* BEGIN Records shown *

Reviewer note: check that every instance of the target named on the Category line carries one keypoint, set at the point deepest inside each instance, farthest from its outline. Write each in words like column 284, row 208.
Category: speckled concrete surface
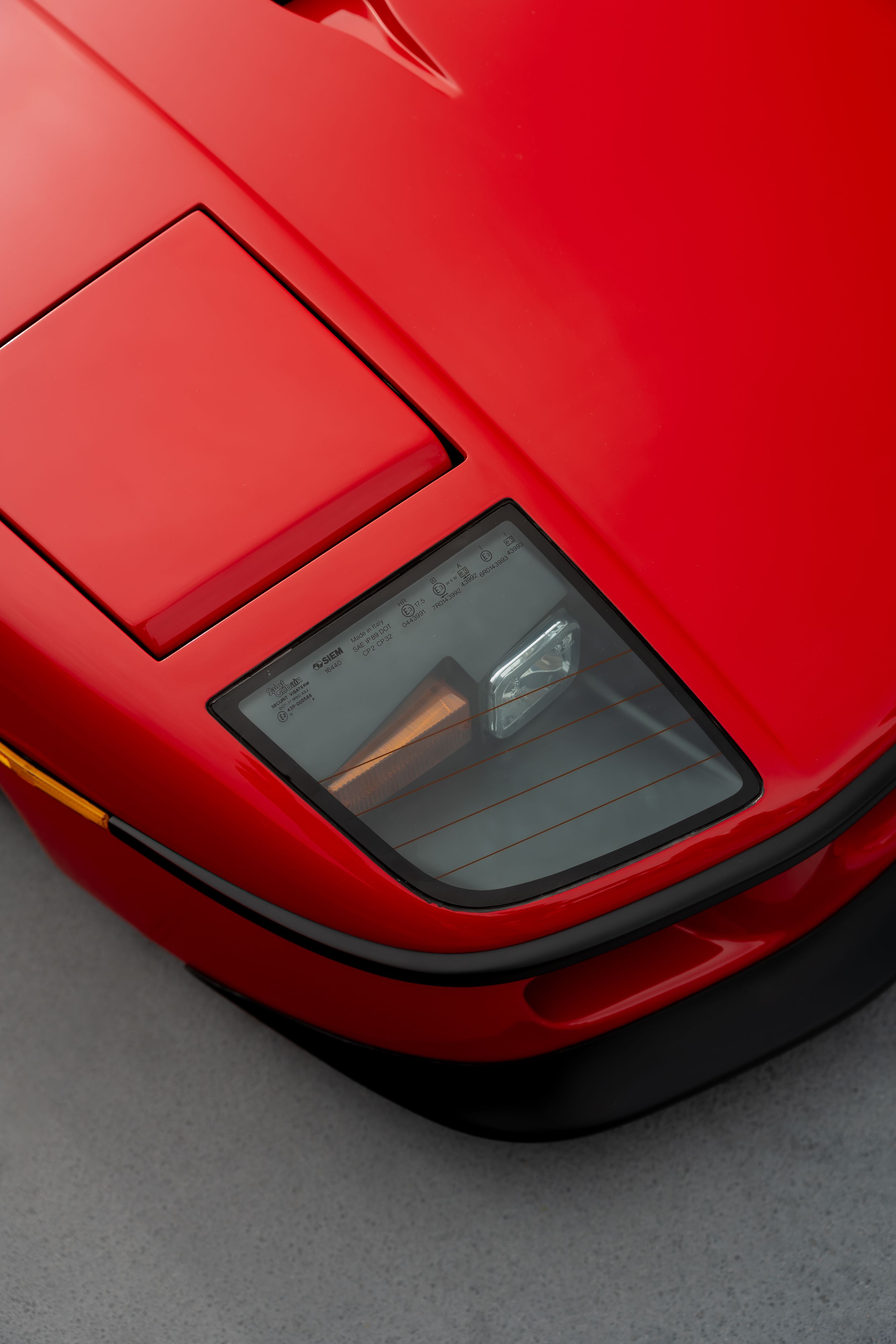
column 171, row 1171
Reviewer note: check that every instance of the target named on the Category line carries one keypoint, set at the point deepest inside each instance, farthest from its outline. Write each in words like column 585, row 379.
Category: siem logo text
column 334, row 654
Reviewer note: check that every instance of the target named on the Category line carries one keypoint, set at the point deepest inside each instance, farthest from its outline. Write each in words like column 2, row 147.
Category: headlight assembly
column 488, row 726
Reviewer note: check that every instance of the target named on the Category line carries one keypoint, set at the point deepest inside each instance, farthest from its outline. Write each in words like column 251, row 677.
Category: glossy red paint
column 236, row 440
column 489, row 1022
column 640, row 269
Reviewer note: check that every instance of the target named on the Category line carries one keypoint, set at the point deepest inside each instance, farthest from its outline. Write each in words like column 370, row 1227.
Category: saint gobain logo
column 334, row 654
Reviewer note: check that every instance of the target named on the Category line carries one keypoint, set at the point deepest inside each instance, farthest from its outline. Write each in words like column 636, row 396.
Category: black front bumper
column 648, row 1064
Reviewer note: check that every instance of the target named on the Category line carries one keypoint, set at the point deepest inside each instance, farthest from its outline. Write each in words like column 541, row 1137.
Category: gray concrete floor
column 172, row 1171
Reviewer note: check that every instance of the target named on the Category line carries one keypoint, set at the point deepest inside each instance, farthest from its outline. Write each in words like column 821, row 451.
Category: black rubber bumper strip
column 648, row 1064
column 523, row 960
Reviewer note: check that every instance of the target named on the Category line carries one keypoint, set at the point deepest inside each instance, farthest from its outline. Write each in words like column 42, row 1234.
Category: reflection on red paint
column 375, row 24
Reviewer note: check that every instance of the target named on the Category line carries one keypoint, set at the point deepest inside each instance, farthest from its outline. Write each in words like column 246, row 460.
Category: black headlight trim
column 524, row 960
column 225, row 708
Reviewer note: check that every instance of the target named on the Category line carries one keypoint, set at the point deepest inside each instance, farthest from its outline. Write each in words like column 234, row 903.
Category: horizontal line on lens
column 588, row 811
column 543, row 783
column 496, row 756
column 425, row 737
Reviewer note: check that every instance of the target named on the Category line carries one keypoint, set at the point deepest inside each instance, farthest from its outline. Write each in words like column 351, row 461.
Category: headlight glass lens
column 489, row 728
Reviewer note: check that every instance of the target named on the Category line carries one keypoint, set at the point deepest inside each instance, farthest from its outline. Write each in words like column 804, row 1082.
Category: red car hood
column 643, row 252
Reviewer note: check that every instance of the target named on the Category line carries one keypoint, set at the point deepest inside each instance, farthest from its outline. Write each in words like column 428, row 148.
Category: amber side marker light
column 41, row 780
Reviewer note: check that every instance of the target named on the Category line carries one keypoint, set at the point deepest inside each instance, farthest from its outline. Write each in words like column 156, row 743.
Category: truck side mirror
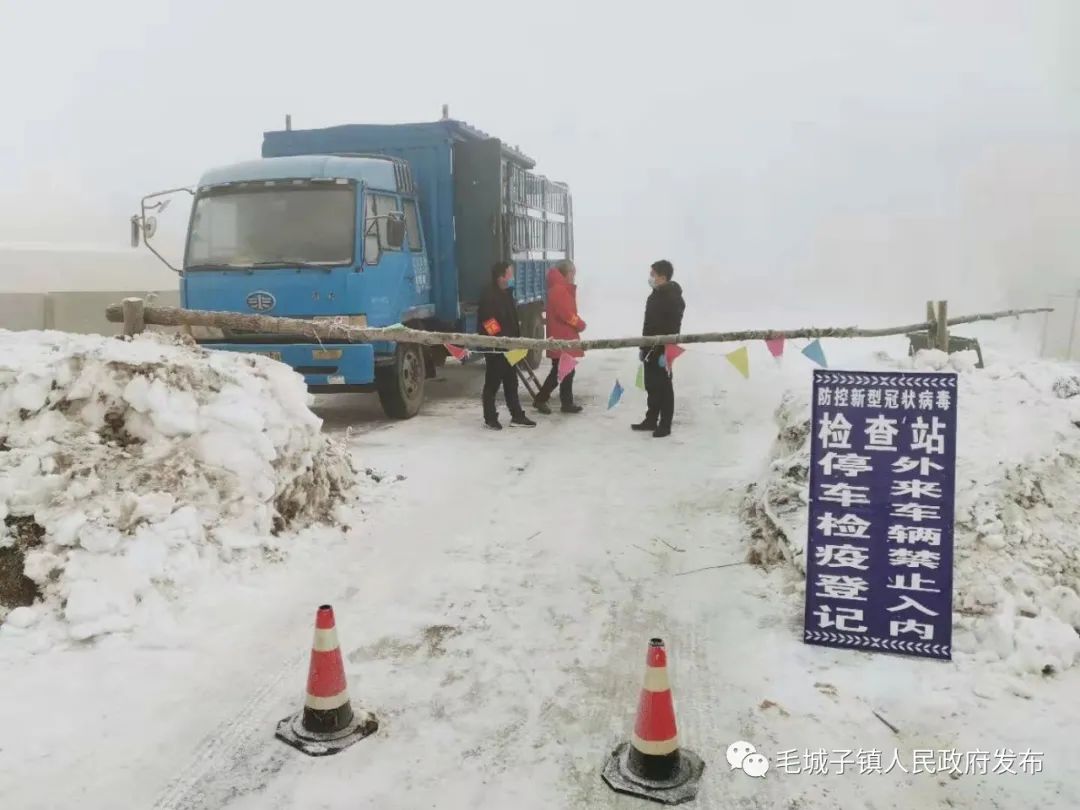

* END Records shown *

* _Exercise_: Update the rows starting at the very beginning and ending at the line that contains "column 488, row 726", writing them out again with "keypoint" changed to "marker" and everything else left as it is. Give only those lines, and leave the pictures out.

* _Reply to the exercise_:
Reviewer note: check that every instance of the target named on the Category line carries one marker, set at the point deepest inside each instance, farthest from its outline. Write each in words like column 284, row 208.
Category: speckled concrete surface
column 171, row 1171
Reviewer note: check that every instance of the target named on the Category line carries one marker, set at the point deepest inside each instance, farthest from its outline. Write each in words like column 585, row 379.
Category: siem logo text
column 334, row 654
Reviewer note: check that every instance of the target named on the Category line carries one marker, set at the point deepest inside each instance, farthest from its outline. Write each in words like column 2, row 147.
Category: headlight assembly
column 488, row 726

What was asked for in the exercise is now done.